Passage to read:
>> Start
Note: While PostgreSQL is used in this example, any compatible database can be used as the data store for your AWS Cloud Asset data. PostgreSQL is chosen for its robustness and widespread adoption, but you can configure your setup to use another database system if preferred.
How to Sync AWS Cloud Assets with PostgreSQL with CloudQuery #
Now that you have the Docker Compose file ready, it’s time to write the CloudQuery config file. You can pick up the basic configuration for our chosen cloud platforms from the CloudQuery Hub.
How to pull Cloud Asset data from AWS #
For this tutorial, you’ll be using the CloudQuery AWS plugin. In the contents menu on the left-hand side, you’ll see Configuration. If you click that, it’ll bring you down to the basic example. Copy that into a new file called
config.yml
.kind: source
spec:
# Source spec section
name: aws
path: cloudquery/aws
registry: cloudquery
version: 'v26.9.0'
tables:
[
'aws_apigateway_rest_api_stages',
'aws_apigatewayv2_api_stages',
'aws_apigatewayv2_api_routes',
'aws_autoscaling_groups',
'aws_codebuild_projects',
'aws_config_configuration_recorders',
'aws_cloudwatch_alarms',
'aws_cloudtrail_trail_event_selectors',
'aws_cloudwatchlogs_metric_filters',
'aws_cloudfront_distributions',
'aws_iam_accounts',
'aws_iam_credential_reports',
'aws_iam_password_policies',
'aws_iam_users',
'aws_ec2_network_acls',
'aws_ec2_security_groups',
'aws_efs_access_points',
'aws_elasticbeanstalk_environments',
'aws_elbv1_load_balancers',
'aws_elbv2_load_balancers',
'aws_rds_clusters',
'aws_sns_subscriptions',
'aws_s3_accounts',
]
destinations: ['postgresql']
spec:
This CloudQuery configuration file sets up a data source from AWS to extract information from various AWS services, such as API Gateway, IAM, and RDS, using specific tables. The extracted data is then directed to a PostgreSQL database for storage. This setup allows for efficient data extraction, transformation, and storage, enabling easier analysis and visualization of AWS data.
>> End
Problems and tasks:
(1) Copy out everything in the CloudQuery tutorial from "Note: While PostgreSQL" down to "system if preferred.".
(2) Decide whether each statement agrees with the CloudQuery tutorial, answering yes or no and quoting the words from the tutorial that settle it: (a) PostgreSQL is the only database that can serve as the data store; (b) clicking Configuration in the contents menu on the left-hand side brings you down to the basic example; (c) the configuration sends the extracted data to a PostgreSQL database for storage.
(3) Summarize the CloudQuery tutorial in two sentences.
The listing that comes after the CloudQuery tutorial is separate material.

Given information:
>> Start
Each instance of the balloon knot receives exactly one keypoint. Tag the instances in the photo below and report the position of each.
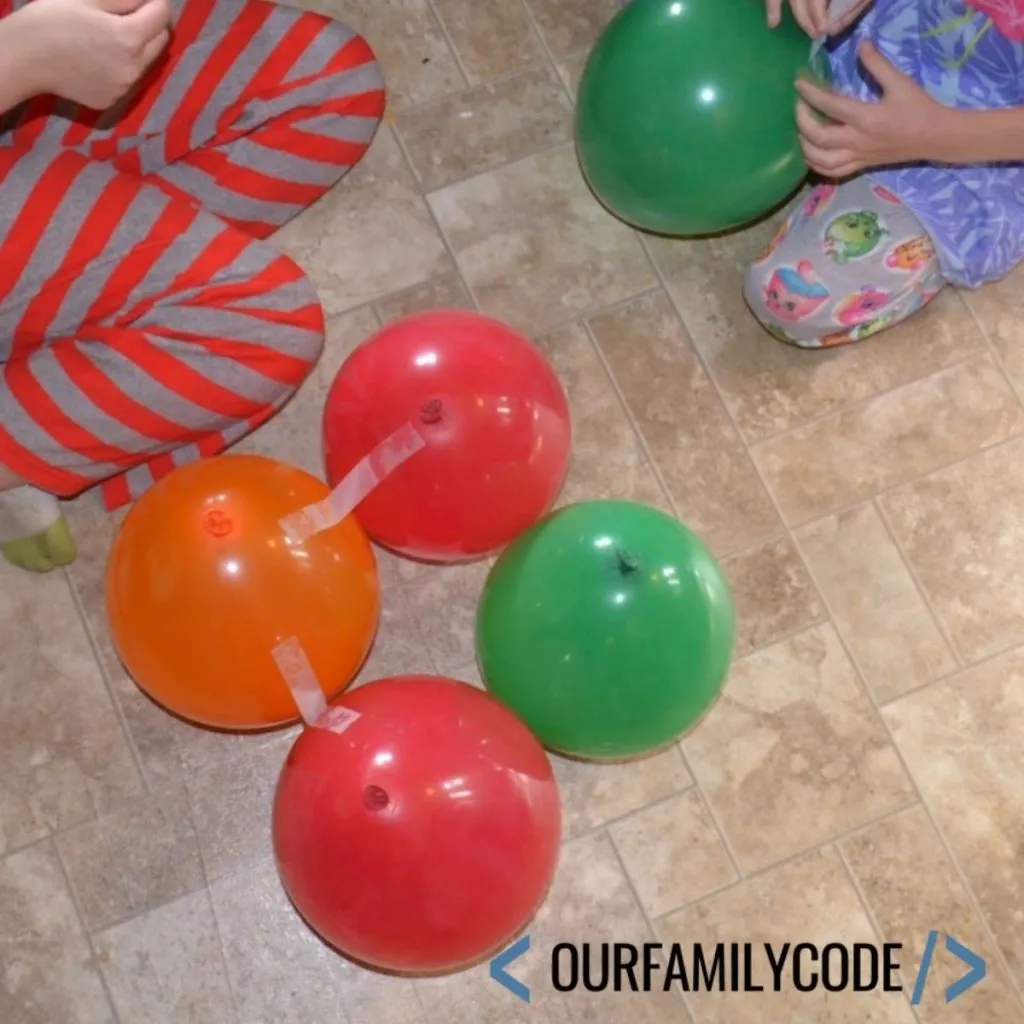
>> End
Worked solutions:
(1)
Note: While PostgreSQL is used in this example, any compatible database can be used as the data store for your AWS Cloud Asset data. PostgreSQL is chosen for its robustness and widespread adoption, but you can configure your setup to use another database system if preferred.

(2)
(a) No: "any compatible database can be used as the data store for your AWS Cloud Asset data."
(b) Yes: "In the contents menu on the left-hand side, you’ll see Configuration. If you click that, it’ll bring you down to the basic example."
(c) Yes: "The extracted data is then directed to a PostgreSQL database for storage."

(3) The CloudQuery tutorial covers writing a CloudQuery config file with the AWS plugin, using a basic example from the CloudQuery Hub that is copied into a new file called config.yml. That configuration extracts data from AWS services such as API Gateway, IAM, and RDS through specific tables and directs it to a PostgreSQL database, though any compatible database can be used as the data store.